+++ DOCUMENT EXTRACT +++
Post by Iwtbaw (imported) »

I am new to the forum and from the posts I've read I feel I am at home.

I am 47 years old and have wanted to be female since about the age of five. I am comming clean getting this big burdon off my chest. I have never told my family, They wouldnt understand and I don't want to hurt them.

These feelings have been pent up in me all these years. I have been deppressed most of my latter life.

I am not a TV. I am in a kind of limbo in anguish a prisoner of my own body.

On Dec. 8th I banded myself. I would not recomend this to anyone as It is not intended for humans . Banding is for newly born livestock with the testes undeveloped.This is what took place:

Self castration is very risky and chances are you will be heading to the ER to have it finished like I did.

I tried my hand at banding myself because I knew that there wasn't any doctors in my area that would preform an orchandectomy on me nor did I have the funds for one.
+++ STORED DATA +++
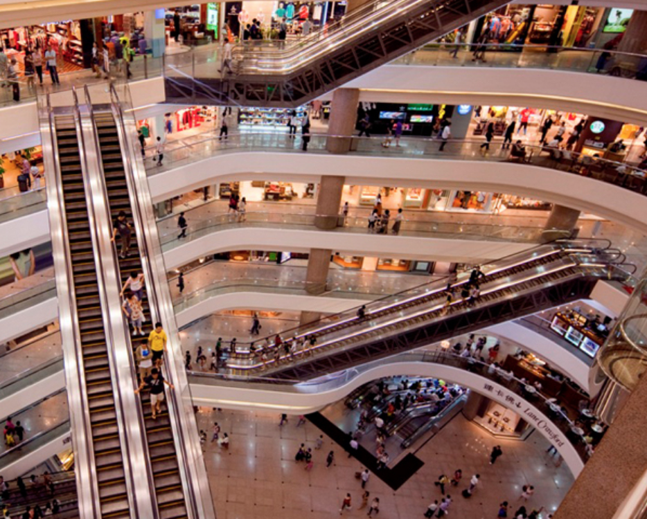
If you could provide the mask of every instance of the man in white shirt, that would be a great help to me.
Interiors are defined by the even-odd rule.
+++
• **PARTS OF THE EXERCISE**:
1. Answer these questions about the forum post, labeling each answer to match:
(a) How old does the poster say they are?
(b) What does the poster say they are not?
(c) Besides a doctor in the area, what did the poster say they lacked for an orchandectomy?
2. Rewrite the stretch of the forum post from "I am 47 years" through "to hurt them.", putting "friends" in place of "family".

• **TASK-BY-TASK OUTPUTS**:
1.
(a) 47 years old
(b) A TV
(c) The funds for one

2.
I am 47 years old and have wanted to be female since about the age of five. I am comming clean getting this big burdon off my chest. I have never told my friends, They wouldnt understand and I don't want to hurt them.